> [Source document]:
Friday, February 7, 2020

Little Hands - A Snippet

They wrap scallions around kale around a bright yellow cauliflower, all grown and harvested in our gardens.
a
They examine the roots of a harvested-too-hard-and-it-all-came-out plant. 
And when their tiny fingers aren't quite strong enough, the tip of the plastic pink trowel helps to get down deep.
Their faces are wonderful.
Their fingers are magical.

Thursday, February 6, 2020

Mayor Bloomberg's Bus Came To Town

And what a bus it was.
There was an entourage of half a dozen well dressed 30 and 40 somethings, along with a photographer, a videographer and their own audio visual accompaniments.
The fact that the former Mayor of Miami couldn't remember to repeat the questions for those in the back didn't dampen anyone's ardor too much. 
Maybe it was the free barbecue buffet - wings and brisket and salad and slaw and drinks for everyone in the room.... all 150 or so of us..

I'm still all in for Mayor Pete, but I've always liked Mike.
I think he's electable, even if he is late to the game.  He's not perfect, but no one is perfect perfect (nor do I want anything to be described as perfect ever again... and now my anti-Trump rant is done).   
And his wealth is impressive, when viewed up close in my little corner of the world.  
Beto showed up, but he didn't feed us, and we had to buy our own beers.
Today, there were yard signs and bumper stickers for the taking. 

It's shaping up to be an interesting race, isn't it?

Wednesday, February 5, 2020

SOTU - or not

I'm an involved citizen.

I ought to watch the State of the Union address.  A reporter from the AP once asked to sit next to me on my couch and watch one with me.

Tonight, I tried to listen as I drove home.  I lasted one very long block before I removed his presence from my automobile.  He was killing the lovely buzz I carried after visiting with old friends. 

TBG was apologizing before the door closed behind me; he tried but he just couldn't do it... I just couldn't listen to him.

For a while,  with the sound muted, I focused on Nancy Pelosi.  Her smirk may not have been quite proper behavior for a public official in a public space, but, in this alternate universe we're inhabiting it seemed just right.

Tomorrow those fools who applauded every. single. sentence. will deny their oaths to judge impartially.  Tonight, they looked like foxes in the hen house.

> [About this task]:
Quote the blog posts word for word, beginning at the words "I'm an involved" and stopping after "listen to him.". The rows that come next are separate material with no connection to the blog posts.

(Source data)
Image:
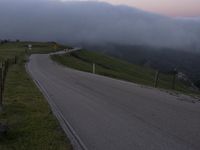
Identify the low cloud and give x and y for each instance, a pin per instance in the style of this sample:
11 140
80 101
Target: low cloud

> [Solution]:
I'm an involved citizen.

I ought to watch the State of the Union address.  A reporter from the AP once asked to sit next to me on my couch and watch one with me.

Tonight, I tried to listen as I drove home.  I lasted one very long block before I removed his presence from my automobile.  He was killing the lovely buzz I carried after visiting with old friends. 

TBG was apologizing before the door closed behind me; he tried but he just couldn't do it... I just couldn't listen to him.